Show each line of the records below that contains the word "background".

-- begin Material provided --

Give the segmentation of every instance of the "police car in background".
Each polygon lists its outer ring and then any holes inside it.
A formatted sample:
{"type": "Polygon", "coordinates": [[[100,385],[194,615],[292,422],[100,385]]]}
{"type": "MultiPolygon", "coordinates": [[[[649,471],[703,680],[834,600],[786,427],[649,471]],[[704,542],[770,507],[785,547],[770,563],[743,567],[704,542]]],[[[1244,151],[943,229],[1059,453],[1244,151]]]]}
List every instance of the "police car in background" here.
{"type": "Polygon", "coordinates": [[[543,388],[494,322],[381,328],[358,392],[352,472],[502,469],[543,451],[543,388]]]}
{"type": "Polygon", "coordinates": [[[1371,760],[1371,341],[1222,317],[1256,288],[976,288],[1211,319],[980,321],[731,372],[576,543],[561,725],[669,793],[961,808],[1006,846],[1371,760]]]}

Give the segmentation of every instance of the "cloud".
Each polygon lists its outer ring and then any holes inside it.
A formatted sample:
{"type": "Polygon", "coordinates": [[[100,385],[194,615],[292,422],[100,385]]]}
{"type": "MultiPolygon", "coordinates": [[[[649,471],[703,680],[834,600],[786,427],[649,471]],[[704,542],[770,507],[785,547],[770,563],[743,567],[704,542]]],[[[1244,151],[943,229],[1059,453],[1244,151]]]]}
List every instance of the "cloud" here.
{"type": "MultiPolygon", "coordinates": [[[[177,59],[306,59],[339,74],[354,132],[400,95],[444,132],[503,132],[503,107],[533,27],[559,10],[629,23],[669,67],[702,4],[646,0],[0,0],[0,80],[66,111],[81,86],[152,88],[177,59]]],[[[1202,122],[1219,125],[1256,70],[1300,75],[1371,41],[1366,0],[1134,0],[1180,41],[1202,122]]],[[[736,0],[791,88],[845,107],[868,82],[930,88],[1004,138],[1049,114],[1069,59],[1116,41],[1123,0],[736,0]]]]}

-- end Material provided --

## Written answer
Give the segmentation of every instance of the "police car in background".
List every instance of the "police car in background" here.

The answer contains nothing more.